## VORLIEGENDER TEXT:

· · · ·

Solche Sachen wie das Internet, Tools und eben Wikipedia wurden erschaffen, um uns das Leben und die Arbeit zu erleichtern. Das sollte man nicht außer Acht lassen. Das geht natürlich nur mit Kompromissen einher, bei Wikipedia sind sie aber mMn vertretbar.

Und um dir ein Gegenbeispiel zu geben: bevor es das Internet gab, hatten Menschen eine Enzyklopädie à la Brockhaus zuhause. Wenn sie was brauchten, haben sie darin nachgeschlagen, ebenfalls ohne groß mit anderem zu vergleichen wenn's nicht total wichtig war. Diese Verhaltensweise ist nicht ausschließlich wikipediagebunden.


----------



## Jamrock (15. Dezember 2011)

Wie Schüler unter ihren Regierungen leiden müssen...

Ich meine woher sollen den auf einmal die ganzen Referate kommen xD


----------



## Incredible Alk (15. Dezember 2011)

@Skysnake: Ja, stimmt ja alles - das ändert aber nichts daran dass eine Uni/Prof die Wikipedia als Quelle durchgehen lässt oder gar empfiehlt nicht mehr alle Tassen im Schrank hat.

Es geht hier NICHT um den Inhalt von Wiki oder wie gut/schlecht/allgemein/speziell oder was auch immer der ist, es geht um das Wesen von Wiki, dass jederzeit alles von jedem geändert werden kann (grob gesagt) was für wissenschaftliche Arbeiten absolut unzulässig ist.




LordRevan1991 schrieb:


> Tust du das auch selber? Für jeden kleinen  Kram ein halbes Dutzend Quellen abklappern? Dann hast du beneidenswert  viel Zeit.


 
Natürlich nicht. Ich benutze häufig wiki, gar keine Frage. Es ging nur  darum, dass die Welt nicht zusammenbricht wenns das Portal von heute auf  morgen nicht mehr gäbe weil es mehr Seiten gibt die Wissen enthalten als nur Wiki.

· · · ·

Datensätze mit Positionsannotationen
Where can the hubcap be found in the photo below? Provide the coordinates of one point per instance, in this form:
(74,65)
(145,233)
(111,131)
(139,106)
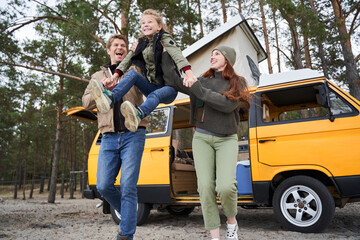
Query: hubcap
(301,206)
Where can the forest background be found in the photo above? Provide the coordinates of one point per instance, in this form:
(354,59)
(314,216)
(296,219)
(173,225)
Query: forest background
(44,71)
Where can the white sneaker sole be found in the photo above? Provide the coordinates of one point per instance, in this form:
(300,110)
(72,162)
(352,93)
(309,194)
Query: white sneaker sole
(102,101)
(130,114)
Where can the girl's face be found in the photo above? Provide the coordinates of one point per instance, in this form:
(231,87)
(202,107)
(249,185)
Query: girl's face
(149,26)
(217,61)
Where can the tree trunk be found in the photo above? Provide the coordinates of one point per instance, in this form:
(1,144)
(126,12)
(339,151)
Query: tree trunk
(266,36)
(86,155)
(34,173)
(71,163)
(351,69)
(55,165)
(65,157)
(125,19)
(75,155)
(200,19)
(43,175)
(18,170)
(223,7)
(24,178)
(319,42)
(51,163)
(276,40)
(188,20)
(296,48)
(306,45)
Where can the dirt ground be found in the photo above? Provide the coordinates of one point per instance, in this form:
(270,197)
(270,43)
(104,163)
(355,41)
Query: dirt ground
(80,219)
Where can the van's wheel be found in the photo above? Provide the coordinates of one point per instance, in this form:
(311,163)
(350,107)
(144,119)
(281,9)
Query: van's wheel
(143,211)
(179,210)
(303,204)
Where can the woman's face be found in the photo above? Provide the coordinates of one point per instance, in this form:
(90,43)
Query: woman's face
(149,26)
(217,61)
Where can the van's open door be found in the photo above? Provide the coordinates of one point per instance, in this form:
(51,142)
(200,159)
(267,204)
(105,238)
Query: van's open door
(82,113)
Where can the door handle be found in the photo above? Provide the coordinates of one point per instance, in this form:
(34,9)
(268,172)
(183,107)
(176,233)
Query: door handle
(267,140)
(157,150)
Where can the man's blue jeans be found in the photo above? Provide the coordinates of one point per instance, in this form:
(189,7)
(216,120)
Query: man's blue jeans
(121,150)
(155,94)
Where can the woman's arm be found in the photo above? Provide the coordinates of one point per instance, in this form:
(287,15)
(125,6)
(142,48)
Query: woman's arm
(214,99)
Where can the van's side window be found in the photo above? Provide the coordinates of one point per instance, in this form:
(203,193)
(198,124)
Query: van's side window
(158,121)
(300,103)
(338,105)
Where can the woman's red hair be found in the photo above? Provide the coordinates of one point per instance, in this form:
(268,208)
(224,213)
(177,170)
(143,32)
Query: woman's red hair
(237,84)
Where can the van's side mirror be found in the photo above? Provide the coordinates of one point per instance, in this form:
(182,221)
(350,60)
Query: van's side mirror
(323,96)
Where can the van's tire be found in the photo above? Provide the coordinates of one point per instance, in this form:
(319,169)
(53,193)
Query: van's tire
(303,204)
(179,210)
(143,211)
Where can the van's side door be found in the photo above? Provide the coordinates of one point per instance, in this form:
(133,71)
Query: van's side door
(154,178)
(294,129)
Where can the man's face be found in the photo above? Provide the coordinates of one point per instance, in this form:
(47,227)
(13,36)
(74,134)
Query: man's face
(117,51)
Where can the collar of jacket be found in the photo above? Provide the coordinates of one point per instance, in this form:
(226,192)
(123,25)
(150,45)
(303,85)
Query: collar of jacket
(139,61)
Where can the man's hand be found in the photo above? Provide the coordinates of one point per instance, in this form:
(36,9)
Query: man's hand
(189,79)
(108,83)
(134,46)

· · · ·

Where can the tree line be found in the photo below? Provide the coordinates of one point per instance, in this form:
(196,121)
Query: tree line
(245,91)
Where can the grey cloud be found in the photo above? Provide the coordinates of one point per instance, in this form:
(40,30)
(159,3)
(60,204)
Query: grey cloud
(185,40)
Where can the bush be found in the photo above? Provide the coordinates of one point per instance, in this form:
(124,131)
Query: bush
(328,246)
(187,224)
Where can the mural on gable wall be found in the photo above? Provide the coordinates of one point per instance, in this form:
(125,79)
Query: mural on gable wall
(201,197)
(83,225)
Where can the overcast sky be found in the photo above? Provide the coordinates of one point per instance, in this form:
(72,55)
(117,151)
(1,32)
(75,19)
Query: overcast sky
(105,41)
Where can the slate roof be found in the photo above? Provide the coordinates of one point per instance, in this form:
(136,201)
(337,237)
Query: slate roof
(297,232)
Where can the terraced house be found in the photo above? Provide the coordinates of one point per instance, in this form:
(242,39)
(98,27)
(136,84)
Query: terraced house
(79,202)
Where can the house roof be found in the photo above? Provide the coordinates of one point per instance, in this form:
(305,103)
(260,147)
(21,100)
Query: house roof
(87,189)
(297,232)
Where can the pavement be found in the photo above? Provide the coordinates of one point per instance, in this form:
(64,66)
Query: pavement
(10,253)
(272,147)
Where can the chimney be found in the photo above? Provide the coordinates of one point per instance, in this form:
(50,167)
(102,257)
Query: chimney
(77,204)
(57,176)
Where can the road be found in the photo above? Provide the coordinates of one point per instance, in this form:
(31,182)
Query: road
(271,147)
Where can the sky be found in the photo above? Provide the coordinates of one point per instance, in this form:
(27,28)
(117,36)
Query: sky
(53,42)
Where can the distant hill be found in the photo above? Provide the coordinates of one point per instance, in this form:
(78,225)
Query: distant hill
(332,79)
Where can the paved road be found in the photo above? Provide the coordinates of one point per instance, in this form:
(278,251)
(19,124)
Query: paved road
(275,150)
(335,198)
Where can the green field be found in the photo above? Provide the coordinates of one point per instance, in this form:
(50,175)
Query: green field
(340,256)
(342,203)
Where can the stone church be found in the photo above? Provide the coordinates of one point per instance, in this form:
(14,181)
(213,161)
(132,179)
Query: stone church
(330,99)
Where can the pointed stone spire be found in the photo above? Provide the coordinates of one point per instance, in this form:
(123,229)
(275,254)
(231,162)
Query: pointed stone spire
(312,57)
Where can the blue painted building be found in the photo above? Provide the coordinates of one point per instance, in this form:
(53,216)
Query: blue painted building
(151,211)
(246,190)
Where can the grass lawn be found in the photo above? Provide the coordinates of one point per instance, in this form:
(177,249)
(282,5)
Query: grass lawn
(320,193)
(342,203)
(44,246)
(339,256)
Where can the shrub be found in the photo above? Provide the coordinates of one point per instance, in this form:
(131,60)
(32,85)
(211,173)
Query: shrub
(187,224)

· · · ·

## GESTELLTE AUFGABEN:
1) Was hatten Menschen laut dem Forumstext über Wikipedia zuhause, bevor es das Internet gab?
2) Schreibe aus dem Forumstext über Wikipedia den Abschnitt wortgetreu ab, beginnend mit „Es geht hier“ und weiter bis einschließlich „als nur Wiki.“.

## LÖSUNGEN:
1) Eine Enzyklopädie à la Brockhaus.

2)
Es geht hier NICHT um den Inhalt von Wiki oder wie gut/schlecht/allgemein/speziell oder was auch immer der ist, es geht um das Wesen von Wiki, dass jederzeit alles von jedem geändert werden kann (grob gesagt) was für wissenschaftliche Arbeiten absolut unzulässig ist.




LordRevan1991 schrieb:


> Tust du das auch selber? Für jeden kleinen  Kram ein halbes Dutzend Quellen abklappern? Dann hast du beneidenswert  viel Zeit.


 
Natürlich nicht. Ich benutze häufig wiki, gar keine Frage. Es ging nur  darum, dass die Welt nicht zusammenbricht wenns das Portal von heute auf  morgen nicht mehr gäbe weil es mehr Seiten gibt die Wissen enthalten als nur Wiki.